begin MATERIAL SUPPLIED

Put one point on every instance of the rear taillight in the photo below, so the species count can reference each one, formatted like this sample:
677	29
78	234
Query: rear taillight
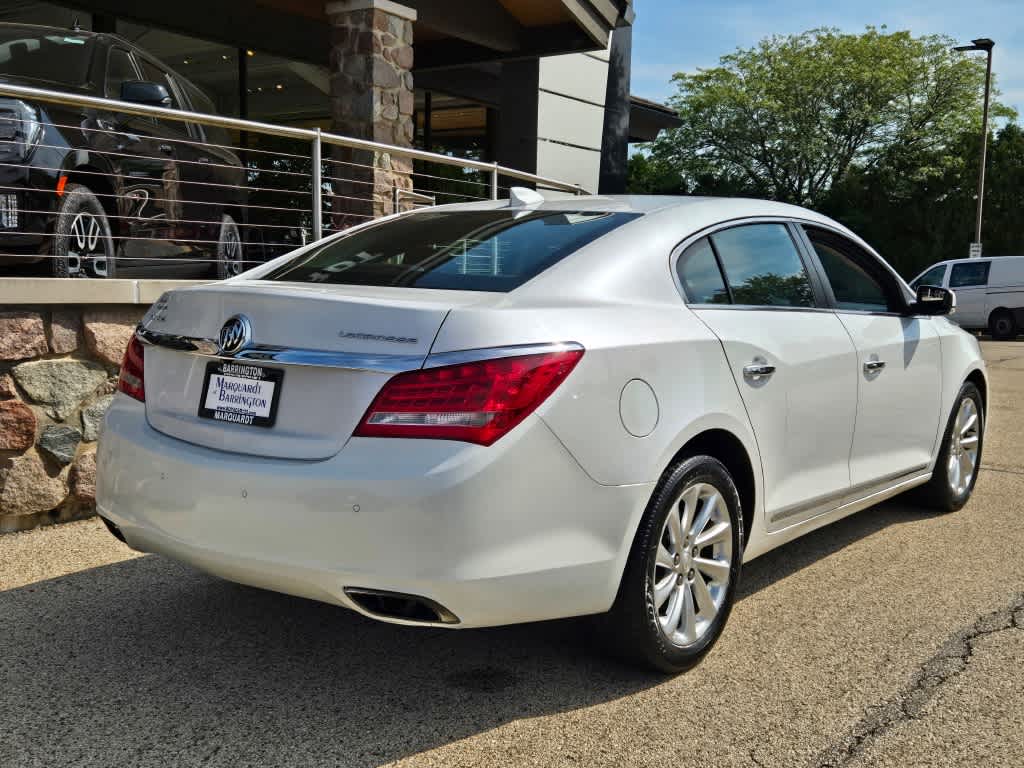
475	401
132	378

end MATERIAL SUPPLIED

■ **GOAL OF THE EXERCISE**
Count the lines of the records that contain the word "rear" and report only that number.

■ **RIGHT ANSWER**
2